> **Source records**
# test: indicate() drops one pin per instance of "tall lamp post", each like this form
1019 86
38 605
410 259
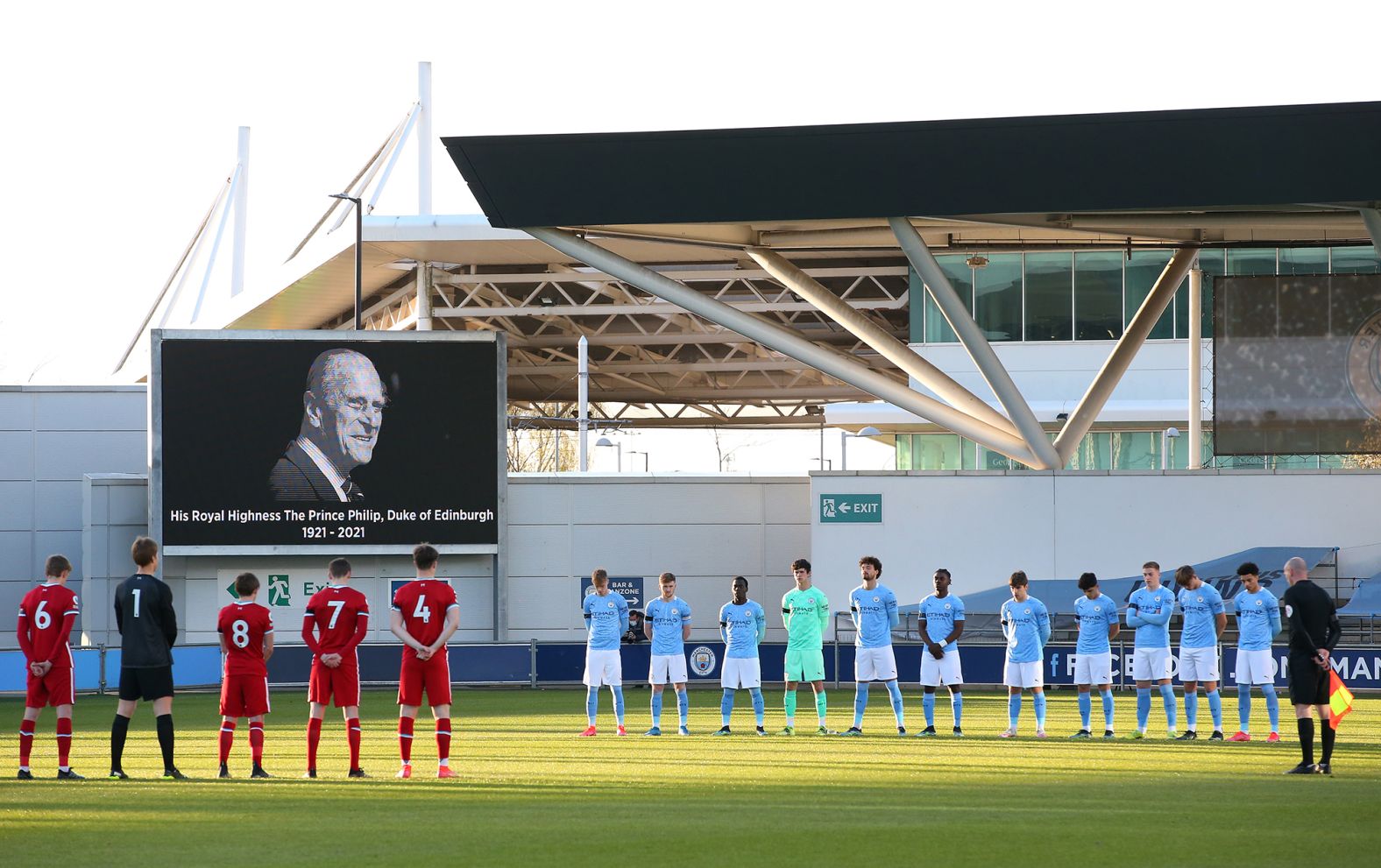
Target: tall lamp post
359 293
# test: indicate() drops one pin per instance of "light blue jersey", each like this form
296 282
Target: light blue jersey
939 614
1201 608
875 616
1095 618
743 628
667 618
1151 616
606 620
1258 620
1026 627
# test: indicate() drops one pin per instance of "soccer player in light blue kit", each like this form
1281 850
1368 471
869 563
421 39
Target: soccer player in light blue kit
1258 623
669 625
743 624
1205 621
1026 627
1097 616
1148 611
606 621
873 610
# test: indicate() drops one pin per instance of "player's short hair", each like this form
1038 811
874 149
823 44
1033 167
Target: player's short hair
424 556
144 551
55 566
246 584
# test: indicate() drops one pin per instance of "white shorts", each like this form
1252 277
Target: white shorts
1199 664
740 673
602 668
944 671
875 664
1094 668
1151 664
667 669
1023 674
1256 667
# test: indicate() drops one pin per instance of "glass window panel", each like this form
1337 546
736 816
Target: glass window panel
1098 304
1050 287
997 297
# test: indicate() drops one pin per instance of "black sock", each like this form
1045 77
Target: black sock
1307 738
117 731
165 723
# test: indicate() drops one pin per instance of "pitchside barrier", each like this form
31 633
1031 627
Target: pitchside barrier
563 663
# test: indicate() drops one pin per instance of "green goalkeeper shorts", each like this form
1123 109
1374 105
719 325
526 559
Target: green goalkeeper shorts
804 666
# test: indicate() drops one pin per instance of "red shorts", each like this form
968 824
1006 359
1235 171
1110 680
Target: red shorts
244 695
342 683
429 675
55 688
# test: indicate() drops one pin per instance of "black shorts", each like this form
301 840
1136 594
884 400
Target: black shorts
1308 681
146 685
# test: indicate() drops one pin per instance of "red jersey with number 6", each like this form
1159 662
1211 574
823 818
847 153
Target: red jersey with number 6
242 625
424 603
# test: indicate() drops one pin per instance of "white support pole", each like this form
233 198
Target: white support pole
875 335
784 341
975 342
241 203
424 143
583 399
1195 438
1126 349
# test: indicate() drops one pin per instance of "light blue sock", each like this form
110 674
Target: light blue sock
860 702
898 707
1167 698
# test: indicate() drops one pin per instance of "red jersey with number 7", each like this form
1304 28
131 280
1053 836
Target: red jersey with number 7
424 603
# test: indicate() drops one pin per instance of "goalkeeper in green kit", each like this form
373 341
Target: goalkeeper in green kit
804 611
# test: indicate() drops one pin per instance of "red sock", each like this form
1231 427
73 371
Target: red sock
314 737
352 734
405 738
64 741
227 740
443 737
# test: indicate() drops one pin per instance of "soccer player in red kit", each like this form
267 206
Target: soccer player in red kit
247 642
424 616
46 617
336 621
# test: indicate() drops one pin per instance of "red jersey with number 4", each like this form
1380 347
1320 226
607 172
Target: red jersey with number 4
242 625
424 603
336 610
42 614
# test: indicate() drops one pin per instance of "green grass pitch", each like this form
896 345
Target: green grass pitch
534 794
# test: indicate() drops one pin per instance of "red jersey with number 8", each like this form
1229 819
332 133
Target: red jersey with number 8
242 625
424 603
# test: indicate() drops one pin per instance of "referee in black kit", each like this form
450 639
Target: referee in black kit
148 628
1314 632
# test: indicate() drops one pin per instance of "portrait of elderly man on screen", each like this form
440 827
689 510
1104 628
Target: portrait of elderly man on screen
343 410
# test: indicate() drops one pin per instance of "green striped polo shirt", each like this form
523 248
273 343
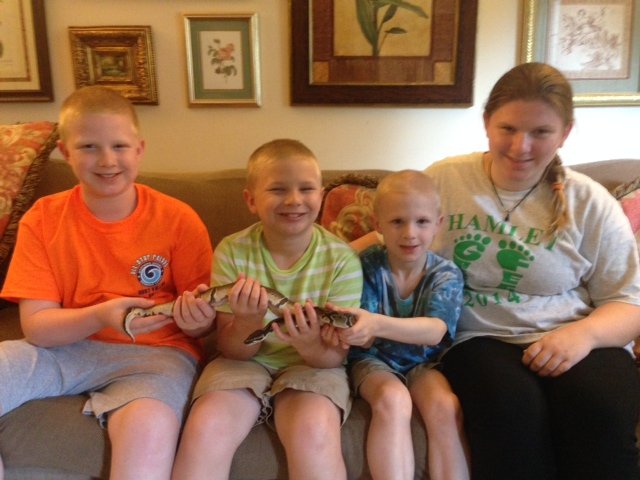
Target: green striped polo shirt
329 271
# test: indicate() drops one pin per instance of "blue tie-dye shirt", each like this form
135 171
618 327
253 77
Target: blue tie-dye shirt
438 294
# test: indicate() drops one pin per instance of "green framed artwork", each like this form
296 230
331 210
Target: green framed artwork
223 59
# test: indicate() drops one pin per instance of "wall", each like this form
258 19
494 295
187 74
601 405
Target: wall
205 138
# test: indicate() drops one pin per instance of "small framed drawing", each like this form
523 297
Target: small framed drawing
415 52
595 43
117 57
223 59
25 71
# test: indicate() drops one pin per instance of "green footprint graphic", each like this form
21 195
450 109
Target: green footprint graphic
511 257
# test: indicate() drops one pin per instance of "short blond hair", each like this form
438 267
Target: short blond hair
409 182
278 149
94 99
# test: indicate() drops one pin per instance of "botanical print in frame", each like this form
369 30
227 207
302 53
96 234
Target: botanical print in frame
595 43
223 59
25 72
591 39
381 52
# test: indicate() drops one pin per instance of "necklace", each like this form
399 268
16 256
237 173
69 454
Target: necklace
508 211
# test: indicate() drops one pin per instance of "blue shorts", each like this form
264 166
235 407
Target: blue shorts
361 369
111 374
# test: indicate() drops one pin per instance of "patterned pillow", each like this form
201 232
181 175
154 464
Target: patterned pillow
347 208
24 148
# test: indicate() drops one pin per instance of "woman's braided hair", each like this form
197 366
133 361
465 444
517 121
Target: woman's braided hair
539 81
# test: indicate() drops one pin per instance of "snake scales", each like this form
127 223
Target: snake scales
219 295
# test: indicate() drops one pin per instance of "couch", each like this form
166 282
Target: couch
51 439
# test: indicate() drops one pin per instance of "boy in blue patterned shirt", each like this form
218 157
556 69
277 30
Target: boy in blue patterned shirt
410 307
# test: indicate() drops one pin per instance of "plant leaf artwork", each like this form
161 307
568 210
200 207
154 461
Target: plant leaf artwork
375 15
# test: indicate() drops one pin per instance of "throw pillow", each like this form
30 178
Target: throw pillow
24 148
347 208
628 194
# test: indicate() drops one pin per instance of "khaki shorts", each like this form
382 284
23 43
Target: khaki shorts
224 374
363 368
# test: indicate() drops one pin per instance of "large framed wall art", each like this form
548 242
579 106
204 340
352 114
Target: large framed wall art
595 43
414 52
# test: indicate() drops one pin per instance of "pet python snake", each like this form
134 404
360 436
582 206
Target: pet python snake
219 295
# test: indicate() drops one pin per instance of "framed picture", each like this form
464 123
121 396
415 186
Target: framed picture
223 64
25 72
595 43
414 52
117 57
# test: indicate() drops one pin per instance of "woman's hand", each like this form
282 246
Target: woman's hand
557 351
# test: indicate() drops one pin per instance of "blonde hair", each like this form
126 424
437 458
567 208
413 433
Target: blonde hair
94 99
409 182
278 149
539 81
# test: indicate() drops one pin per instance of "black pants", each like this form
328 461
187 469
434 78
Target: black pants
580 425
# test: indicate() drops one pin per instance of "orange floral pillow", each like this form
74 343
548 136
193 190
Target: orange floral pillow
347 209
24 148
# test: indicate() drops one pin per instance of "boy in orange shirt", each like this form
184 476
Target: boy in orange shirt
84 257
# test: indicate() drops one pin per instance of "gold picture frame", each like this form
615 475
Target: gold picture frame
118 57
431 62
25 71
596 44
223 59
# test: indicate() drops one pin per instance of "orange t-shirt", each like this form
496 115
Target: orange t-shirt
65 254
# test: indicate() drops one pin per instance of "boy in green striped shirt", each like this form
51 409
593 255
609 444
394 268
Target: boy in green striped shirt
298 370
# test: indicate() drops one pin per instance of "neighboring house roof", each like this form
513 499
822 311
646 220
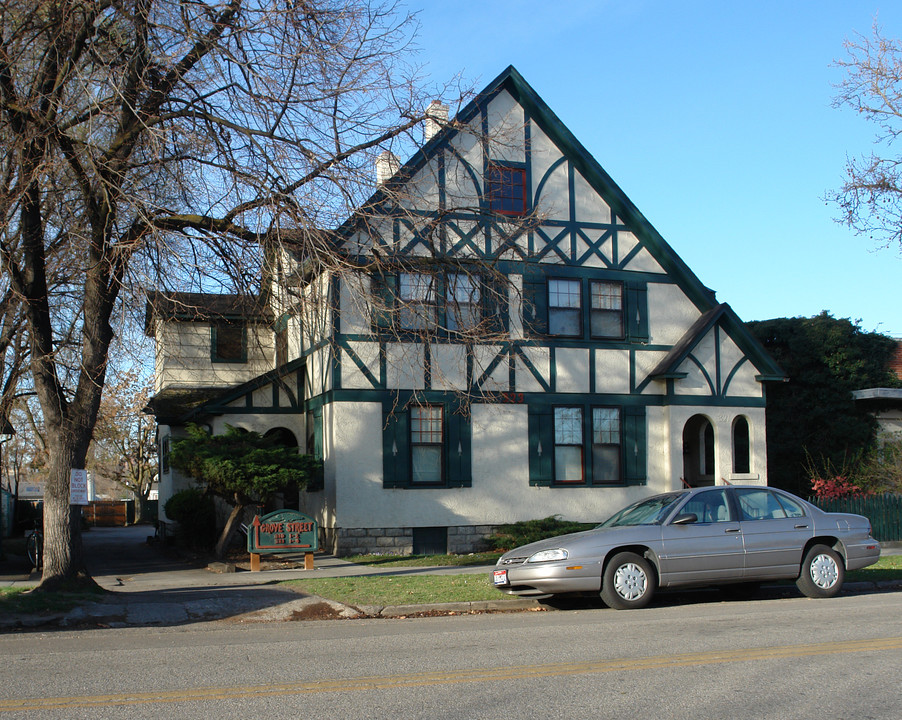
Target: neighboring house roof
180 406
170 405
723 314
204 307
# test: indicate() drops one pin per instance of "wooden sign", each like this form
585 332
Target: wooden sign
282 531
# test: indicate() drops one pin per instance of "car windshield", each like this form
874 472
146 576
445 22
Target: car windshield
650 511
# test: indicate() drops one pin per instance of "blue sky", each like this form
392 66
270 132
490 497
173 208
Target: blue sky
715 118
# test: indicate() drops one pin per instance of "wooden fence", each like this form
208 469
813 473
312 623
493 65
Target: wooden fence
884 512
109 513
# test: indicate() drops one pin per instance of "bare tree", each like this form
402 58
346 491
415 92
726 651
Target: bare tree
155 142
123 451
870 200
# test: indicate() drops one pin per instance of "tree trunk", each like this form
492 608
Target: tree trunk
222 545
64 562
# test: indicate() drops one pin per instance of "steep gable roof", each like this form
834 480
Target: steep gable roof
724 315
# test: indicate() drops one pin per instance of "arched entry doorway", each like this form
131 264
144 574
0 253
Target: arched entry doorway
698 451
283 436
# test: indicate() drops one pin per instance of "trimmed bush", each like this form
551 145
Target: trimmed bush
193 510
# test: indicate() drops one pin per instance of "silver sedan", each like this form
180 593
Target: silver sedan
698 537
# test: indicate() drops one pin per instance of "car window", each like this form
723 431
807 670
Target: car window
650 511
757 504
792 508
709 506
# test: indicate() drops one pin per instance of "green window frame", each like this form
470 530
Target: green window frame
228 342
554 303
505 189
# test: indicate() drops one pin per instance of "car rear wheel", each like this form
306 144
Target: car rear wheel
629 582
822 573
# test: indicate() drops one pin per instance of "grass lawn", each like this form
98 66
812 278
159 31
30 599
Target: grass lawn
401 590
18 600
888 567
486 558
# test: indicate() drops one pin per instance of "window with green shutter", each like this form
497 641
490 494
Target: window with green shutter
586 444
426 446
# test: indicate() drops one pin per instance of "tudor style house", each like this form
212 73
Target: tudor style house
603 369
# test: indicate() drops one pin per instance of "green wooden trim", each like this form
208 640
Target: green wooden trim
540 421
635 445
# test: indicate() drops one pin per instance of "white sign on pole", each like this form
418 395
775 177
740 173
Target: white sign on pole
78 487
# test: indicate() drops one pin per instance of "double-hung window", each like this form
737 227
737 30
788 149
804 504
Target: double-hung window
426 444
505 189
568 445
606 316
564 307
418 309
462 302
606 446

> **Exercise task**
List each line of the records that contains the string "shutter", copied in full. Case counts.

> **Exercise answer**
# test: indicate() drops one pin per instance of "window with green shutter", each like this form
Target: window with green shutter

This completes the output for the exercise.